# Materials provided
::::

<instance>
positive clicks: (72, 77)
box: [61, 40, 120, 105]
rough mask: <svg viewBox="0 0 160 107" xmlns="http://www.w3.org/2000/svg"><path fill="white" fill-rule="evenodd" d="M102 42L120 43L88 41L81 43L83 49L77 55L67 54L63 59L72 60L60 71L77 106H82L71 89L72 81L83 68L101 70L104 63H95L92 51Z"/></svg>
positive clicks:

::::

# Required work
Read through the data and copy every line where "positive" shows up.

# Exercise answer
positive clicks: (72, 77)
positive clicks:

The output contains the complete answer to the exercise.